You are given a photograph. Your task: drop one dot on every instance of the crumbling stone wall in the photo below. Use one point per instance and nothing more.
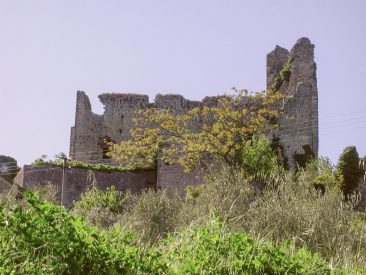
(297, 137)
(77, 181)
(299, 125)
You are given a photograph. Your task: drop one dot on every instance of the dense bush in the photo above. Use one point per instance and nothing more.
(83, 165)
(101, 208)
(152, 214)
(45, 239)
(349, 170)
(212, 249)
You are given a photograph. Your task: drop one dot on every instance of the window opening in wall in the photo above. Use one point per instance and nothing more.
(104, 143)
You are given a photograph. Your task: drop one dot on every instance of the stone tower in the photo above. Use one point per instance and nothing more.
(297, 137)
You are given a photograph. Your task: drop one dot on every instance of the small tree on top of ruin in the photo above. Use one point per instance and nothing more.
(202, 135)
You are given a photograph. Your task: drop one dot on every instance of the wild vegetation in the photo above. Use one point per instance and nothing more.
(251, 215)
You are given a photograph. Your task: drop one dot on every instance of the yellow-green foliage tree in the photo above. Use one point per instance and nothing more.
(203, 135)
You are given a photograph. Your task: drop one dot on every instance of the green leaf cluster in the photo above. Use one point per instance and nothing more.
(283, 76)
(212, 249)
(46, 239)
(348, 170)
(111, 199)
(88, 166)
(203, 135)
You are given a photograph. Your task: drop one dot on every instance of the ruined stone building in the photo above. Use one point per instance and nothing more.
(297, 138)
(292, 72)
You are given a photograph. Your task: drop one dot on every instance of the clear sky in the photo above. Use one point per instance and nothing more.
(51, 49)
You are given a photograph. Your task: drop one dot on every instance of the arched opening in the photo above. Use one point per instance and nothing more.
(104, 143)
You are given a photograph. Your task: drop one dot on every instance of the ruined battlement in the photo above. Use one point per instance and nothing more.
(292, 72)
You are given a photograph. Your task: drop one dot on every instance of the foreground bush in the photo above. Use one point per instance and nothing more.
(212, 249)
(45, 239)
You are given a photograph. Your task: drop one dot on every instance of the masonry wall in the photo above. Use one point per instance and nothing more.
(297, 137)
(299, 125)
(77, 181)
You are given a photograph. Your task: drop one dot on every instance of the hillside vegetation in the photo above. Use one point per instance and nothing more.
(250, 215)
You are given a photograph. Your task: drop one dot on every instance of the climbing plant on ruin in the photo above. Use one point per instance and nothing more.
(203, 135)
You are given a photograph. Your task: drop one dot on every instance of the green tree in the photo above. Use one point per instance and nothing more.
(204, 134)
(8, 167)
(348, 170)
(258, 157)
= = =
■ **Goal of the exercise**: Copy all of the records above word for word, and leave the picture out of your copy.

■ **Worked answer**:
You are given a photograph. Your task: drop one dot on every instance of the crumbling stone wall in the photo below. Use one point per instance and nothing more.
(297, 137)
(77, 181)
(299, 125)
You are given a photograph. Your task: drop one dot on every instance of the dense bush in the photo above. Use one point per instance and nothing more.
(83, 165)
(101, 208)
(152, 214)
(45, 239)
(349, 170)
(212, 249)
You are given a photograph. Your task: drop one dot on every instance of the window opening in wall in the photo above. Use one point per instance and nothing more.
(104, 143)
You are given a photograph. Your task: drop one dot on every instance of the stone tower in the photo above. Use one point per instance and nothing more.
(297, 137)
You are given a photograph. Your task: drop one dot on every instance of the small tree on top of ruin in the photo above. Use one point per instance and nothing more.
(202, 135)
You are given a photograph. Your task: drop one dot on every instance of the wild vegetation in the photo above. Use one point per instance and nothing more.
(251, 215)
You are given a photograph. Your task: drop one dot on every instance of the yellow-green foliage tree in the photo above. Use one point per instance and nothing more.
(203, 135)
You are given a photograph. Your task: drop one dot on every instance of the green leaf cluster in the photo above. Use one point per instance and nothing more.
(283, 76)
(212, 249)
(46, 239)
(348, 170)
(111, 199)
(88, 166)
(203, 135)
You are given a photograph. Your task: drop one dot on every instance of the ruined stone building in the photo above. Use one point per instance and nothing more.
(297, 138)
(292, 72)
You are given a photograph. Your task: drop one dot on every instance of the clear sky in the photo above. Use one point per instance and nothing more.
(51, 49)
You are given a photograph. Your task: drop one dot on every instance of the arched opening in the photo above. Use one point per instance and nothing more.
(104, 143)
You are given a photograph. Your task: drop one dot on every instance of the ruined battlement in the photo above. Use one point per instance and nothing more.
(292, 72)
You are given a photograph. Your task: drop one dot on every instance of the foreground bush in the photo above. Use one point per instance and nothing more.
(212, 249)
(45, 239)
You are given a photograph. Your task: drop one dot on every instance of the masonry wall in the photo above. Use one point per instance and nothing more.
(297, 137)
(299, 125)
(77, 181)
You are given a photograph. Your task: drop one dot on every instance of the hillside vegetation in the photo above. Use one point per instance and nothing more.
(250, 215)
You are given a photograph. Your task: drop one dot on every instance of the climbing plant on ruin in the photo above. Use one point per instance and nothing more.
(203, 135)
You are given a photograph. Your task: drop one dot on every instance of the green tree in the photo above. Use one point per instance and nothing more.
(204, 134)
(8, 167)
(348, 170)
(258, 157)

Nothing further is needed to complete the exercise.